● **Trecho do texto**:
■ ■ ■ ■ ■

Imagine a seguinte situação: um amigo compartilha uma notícia polêmica em um grupo de Whatsapp. Dois exércitos começam a se posicionar e se preparam para a troca de argumentos. Uma discussão começa. Ninguém parece disposto a ceder; em desespero, alguns soldados começam a cogitar o uso de armas mais pesadas e partem para ataques pessoais. O clima se intensifica e termina com muitos feridos. Há destroços por toda parte: famílias desunidas, amizades desfeitas.
Os últimos anos têm sido de fato muito turbulentos: diversas manifestações, mudanças de governo e crises político-econômicas ocorreram no Brasil e no mundo. Cada um tem o direito de tirar suas próprias conclusões sobre esses eventos, mas muitos têm tido dificuldades em lidar com as divergências. Embora muito se discuta sobre as origens ideológicas dessa polarização, não seria ela, mais do que isso, uma polarização emocional?
É preciso lembrar que, além do ambiente, nossas emoções também são fruto da influência de fatores genéticos e cognitivos (ou seja, dos nossos pensamentos), fazendo com que cada um desenvolva sua própria maneira de reagir. A habilidade em identificar e responder adequadamente às nossas emoções, como todo aprendizado, exige tempo e esforço, tornando-se ainda mais importante nas nossas relações. Podemos adquiri-la ao fazer uma análise de cada situação: o que se passava pela minha cabeça quando me sentia assim? Onde estava? Como me comportei? Que evidências indicam que meu pensamento era verdadeiro? Há evidências que indicam o contrário? Há outras explicações possíveis? No início pode parecer cansativo, mas isso ajuda a entendermos o que pensamos, sentimos e o que fazemos diante dos problemas. Sem isso, corremos o risco de reduzir nosso repertório emocional aos extremos e, assim, limitar nossa capacidade de adaptação num mundo cada vez mais complexo e muitas vezes ambíguo.
Mas e o nosso juízo crítico? Diferentemente do que costumamos acreditar, razão e emoção não são lados opostos de uma mesma moeda. Pesquisas em neurociências têm demonstrado que o córtex pré-frontal, região do cérebro responsável pela tomada de decisões, coleta informações não apenas de uma avaliação racional mas também dos aspectos emocionais envolvidos ao resolver determinado problema. Ou seja, os dois estão sempre interligados! Em alguns casos, inclusive, podemos acabar confundindo nossas emoções com argumentos racionais (o que os terapeutas cognitivo comportamentais chamam de raciocínio emocional), quando, por exemplo, pensamos que ''se sinto tristeza, é porque tudo dá errado em minha vida'' ou ''se sinto ciúmes, isso significa que vou ser traído''. Nesse sentido, durante uma discussão, como você tem se manifestado? Através de seus conhecimentos sobre do tema ou com os sentimentos que você tem em relação a ele? E como você se informa? Procurando compreender o que acontece ao seu redor ou filtrando aquilo que possa lhe servir como munição?
Estamos diante de um enorme desafio - talvez um dos maiores da história. A pandemia nos pegou de surpresa e fez com que todos tivessem de se isolar em suas casas. Estamos separados e, além disso, divididos. A polarização emocional que vivemos só contribui para a diminuição da nossa capacidade de resolver esse e os inúmeros problemas que teremos de enfrentar daqui em diante.

■ ■ ■ ■ ■

● **Atividade proposta**:
Cada afirmação a seguir está de acordo com o texto sobre polarização emocional? Responda sim ou não e cite as palavras do texto que decidem. (a) Razão e emoção são lados opostos de uma mesma moeda. (b) O córtex pré-frontal é a região do cérebro responsável pela tomada de decisões. (c) A pandemia fez com que todos tivessem de se isolar em suas casas.

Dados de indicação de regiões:
■ ■ ■ ■ ■

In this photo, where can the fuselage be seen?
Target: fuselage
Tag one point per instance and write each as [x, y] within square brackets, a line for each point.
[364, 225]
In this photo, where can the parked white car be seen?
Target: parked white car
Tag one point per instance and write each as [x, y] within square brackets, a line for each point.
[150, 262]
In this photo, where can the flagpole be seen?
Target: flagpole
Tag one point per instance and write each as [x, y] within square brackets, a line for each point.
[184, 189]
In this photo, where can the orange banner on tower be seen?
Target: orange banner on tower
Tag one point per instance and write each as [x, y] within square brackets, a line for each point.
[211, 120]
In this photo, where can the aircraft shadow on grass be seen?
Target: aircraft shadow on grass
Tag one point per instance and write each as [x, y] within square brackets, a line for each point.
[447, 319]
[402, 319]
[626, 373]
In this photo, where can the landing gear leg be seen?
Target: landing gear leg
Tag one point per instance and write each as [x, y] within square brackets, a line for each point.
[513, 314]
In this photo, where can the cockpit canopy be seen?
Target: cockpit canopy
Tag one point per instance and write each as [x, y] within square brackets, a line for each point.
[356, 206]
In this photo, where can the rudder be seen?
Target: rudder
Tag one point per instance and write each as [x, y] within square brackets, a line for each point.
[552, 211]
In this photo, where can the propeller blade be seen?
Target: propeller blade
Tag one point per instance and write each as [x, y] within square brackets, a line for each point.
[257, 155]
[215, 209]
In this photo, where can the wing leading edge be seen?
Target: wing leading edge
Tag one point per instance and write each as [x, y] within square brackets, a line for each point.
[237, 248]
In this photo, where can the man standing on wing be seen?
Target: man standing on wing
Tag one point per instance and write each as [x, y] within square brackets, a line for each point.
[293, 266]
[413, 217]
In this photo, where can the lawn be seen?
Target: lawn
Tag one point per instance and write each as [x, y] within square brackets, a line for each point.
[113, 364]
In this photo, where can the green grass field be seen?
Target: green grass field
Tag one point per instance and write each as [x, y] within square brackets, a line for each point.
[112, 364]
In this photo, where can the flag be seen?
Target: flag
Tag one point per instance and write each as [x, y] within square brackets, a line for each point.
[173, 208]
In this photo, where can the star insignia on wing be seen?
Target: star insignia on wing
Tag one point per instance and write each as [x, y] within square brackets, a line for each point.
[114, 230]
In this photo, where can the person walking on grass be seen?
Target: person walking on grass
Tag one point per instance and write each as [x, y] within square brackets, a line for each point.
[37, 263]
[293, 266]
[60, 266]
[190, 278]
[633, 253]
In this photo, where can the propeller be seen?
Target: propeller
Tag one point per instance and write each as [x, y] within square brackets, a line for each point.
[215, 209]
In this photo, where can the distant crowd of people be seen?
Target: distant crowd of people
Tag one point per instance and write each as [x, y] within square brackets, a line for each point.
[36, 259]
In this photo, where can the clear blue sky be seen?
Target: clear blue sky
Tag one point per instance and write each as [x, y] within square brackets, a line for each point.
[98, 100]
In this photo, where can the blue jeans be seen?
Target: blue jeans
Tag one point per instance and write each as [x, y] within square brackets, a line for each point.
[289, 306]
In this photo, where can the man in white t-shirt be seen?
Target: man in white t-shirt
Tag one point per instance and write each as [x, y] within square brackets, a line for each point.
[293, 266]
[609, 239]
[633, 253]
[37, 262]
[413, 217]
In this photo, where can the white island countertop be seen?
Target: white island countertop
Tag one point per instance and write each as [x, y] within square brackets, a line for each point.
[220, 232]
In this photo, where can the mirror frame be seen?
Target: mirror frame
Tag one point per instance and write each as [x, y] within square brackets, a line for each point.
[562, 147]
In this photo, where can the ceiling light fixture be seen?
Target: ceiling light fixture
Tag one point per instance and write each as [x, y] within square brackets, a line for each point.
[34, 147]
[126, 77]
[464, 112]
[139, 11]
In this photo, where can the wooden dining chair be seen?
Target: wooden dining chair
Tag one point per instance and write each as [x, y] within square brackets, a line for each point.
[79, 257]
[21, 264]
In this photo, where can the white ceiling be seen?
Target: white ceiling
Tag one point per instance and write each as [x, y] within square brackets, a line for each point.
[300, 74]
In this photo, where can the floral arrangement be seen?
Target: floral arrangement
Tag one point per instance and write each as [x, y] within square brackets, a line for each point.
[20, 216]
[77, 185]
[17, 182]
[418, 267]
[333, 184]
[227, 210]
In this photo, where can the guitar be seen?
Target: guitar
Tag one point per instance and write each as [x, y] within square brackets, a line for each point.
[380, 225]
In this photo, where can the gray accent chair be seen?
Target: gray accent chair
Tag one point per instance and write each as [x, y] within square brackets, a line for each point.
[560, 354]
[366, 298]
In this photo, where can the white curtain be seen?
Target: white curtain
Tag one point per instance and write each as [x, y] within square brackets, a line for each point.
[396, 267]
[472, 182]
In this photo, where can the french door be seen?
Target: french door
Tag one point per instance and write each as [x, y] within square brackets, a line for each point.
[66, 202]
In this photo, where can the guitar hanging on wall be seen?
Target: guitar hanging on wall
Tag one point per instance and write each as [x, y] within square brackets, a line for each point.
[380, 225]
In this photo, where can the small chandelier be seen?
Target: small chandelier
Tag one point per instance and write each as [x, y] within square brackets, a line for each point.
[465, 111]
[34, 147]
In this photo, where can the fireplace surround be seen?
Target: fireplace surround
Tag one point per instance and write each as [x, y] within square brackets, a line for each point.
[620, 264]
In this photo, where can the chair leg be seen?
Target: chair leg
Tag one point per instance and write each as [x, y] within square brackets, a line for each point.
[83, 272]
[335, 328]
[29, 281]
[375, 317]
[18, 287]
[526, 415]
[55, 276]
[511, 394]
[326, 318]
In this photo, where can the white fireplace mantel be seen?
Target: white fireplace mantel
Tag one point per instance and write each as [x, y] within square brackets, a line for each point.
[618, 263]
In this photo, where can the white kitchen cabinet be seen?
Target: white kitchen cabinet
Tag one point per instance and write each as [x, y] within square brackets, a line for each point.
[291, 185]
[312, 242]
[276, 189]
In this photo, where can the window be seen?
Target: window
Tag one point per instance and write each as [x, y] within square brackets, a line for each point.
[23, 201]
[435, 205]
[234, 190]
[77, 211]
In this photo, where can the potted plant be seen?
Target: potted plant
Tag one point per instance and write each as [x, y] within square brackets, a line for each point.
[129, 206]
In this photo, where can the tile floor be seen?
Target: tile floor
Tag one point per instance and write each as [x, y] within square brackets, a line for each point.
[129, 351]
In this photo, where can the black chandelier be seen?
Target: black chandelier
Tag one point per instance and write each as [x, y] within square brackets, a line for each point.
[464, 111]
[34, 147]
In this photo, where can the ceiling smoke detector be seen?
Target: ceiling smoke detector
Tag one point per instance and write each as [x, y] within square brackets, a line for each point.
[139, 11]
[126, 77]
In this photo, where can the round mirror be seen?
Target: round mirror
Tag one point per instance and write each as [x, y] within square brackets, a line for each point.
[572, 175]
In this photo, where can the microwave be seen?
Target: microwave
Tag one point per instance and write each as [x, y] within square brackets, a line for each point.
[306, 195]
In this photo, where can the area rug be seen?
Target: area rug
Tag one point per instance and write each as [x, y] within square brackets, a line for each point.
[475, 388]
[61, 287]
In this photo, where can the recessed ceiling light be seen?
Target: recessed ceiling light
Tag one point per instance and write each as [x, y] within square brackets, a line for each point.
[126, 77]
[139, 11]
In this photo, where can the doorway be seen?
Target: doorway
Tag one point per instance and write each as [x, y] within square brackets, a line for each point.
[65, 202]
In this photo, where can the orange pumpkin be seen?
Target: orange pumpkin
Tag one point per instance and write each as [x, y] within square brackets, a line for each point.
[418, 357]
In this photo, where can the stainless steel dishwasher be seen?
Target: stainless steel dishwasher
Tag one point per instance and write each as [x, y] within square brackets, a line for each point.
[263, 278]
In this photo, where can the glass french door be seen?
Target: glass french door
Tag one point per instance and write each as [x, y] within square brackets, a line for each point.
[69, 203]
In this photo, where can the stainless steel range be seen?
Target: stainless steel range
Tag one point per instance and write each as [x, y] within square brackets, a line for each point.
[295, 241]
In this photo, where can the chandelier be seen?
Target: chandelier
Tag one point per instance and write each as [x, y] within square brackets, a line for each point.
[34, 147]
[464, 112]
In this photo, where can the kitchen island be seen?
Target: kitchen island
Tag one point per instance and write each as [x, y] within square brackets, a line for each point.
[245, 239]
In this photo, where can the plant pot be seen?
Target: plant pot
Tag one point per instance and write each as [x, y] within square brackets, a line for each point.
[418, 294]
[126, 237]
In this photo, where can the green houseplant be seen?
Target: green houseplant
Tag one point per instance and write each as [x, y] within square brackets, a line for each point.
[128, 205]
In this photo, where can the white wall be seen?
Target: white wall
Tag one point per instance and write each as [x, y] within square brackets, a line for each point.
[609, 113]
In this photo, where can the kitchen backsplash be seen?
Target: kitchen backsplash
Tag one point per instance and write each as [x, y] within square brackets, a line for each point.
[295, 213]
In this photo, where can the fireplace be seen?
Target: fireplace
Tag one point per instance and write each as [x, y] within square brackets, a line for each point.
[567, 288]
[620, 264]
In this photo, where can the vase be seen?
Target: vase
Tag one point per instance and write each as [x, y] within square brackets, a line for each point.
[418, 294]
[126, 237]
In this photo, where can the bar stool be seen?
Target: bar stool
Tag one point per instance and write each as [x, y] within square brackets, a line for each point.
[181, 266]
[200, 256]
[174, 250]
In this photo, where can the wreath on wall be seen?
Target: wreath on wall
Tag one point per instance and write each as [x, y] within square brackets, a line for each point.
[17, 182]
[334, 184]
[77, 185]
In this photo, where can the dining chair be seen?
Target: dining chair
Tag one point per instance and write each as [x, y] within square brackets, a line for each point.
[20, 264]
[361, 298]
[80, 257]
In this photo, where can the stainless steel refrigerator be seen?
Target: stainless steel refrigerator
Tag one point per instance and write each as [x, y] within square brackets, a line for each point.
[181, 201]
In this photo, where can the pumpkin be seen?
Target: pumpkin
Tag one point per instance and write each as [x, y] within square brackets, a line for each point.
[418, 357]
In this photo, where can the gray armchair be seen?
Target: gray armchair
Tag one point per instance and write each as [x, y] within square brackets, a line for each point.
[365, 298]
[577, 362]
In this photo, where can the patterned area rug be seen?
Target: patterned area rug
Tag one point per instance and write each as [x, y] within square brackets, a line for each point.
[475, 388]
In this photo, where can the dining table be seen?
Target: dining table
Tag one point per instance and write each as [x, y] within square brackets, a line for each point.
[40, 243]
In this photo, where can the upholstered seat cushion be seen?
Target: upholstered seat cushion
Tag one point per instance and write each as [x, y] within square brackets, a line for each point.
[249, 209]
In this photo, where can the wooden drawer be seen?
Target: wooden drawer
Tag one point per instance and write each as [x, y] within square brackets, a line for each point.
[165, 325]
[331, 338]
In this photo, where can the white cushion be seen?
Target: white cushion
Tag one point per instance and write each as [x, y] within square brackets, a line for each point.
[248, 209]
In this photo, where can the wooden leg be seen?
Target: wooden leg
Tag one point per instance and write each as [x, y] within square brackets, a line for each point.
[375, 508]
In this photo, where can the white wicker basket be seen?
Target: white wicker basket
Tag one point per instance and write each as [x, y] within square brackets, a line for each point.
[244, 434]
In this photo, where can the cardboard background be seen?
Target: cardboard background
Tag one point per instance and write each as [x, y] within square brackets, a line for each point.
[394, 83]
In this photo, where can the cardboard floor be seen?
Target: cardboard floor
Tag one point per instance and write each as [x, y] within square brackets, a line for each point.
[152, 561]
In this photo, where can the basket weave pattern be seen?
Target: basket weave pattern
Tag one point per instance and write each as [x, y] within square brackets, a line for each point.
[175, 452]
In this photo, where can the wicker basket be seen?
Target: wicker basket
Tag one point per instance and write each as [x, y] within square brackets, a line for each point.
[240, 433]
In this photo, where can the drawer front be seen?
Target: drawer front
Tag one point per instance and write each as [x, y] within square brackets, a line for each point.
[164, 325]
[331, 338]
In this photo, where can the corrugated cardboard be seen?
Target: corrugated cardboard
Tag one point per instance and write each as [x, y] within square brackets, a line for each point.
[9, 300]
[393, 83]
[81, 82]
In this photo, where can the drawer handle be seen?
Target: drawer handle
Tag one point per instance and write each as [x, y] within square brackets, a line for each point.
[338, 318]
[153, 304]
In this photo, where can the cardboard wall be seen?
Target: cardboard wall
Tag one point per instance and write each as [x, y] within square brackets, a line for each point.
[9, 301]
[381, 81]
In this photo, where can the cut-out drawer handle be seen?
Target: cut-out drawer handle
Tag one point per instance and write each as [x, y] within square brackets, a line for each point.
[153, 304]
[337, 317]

■ ■ ■ ■ ■

● **Resposta do exercício**:
(a) Não: "razão e emoção não são lados opostos de uma mesma moeda".
(b) Sim: "o córtex pré-frontal, região do cérebro responsável pela tomada de decisões".
(c) Sim: "fez com que todos tivessem de se isolar em suas casas".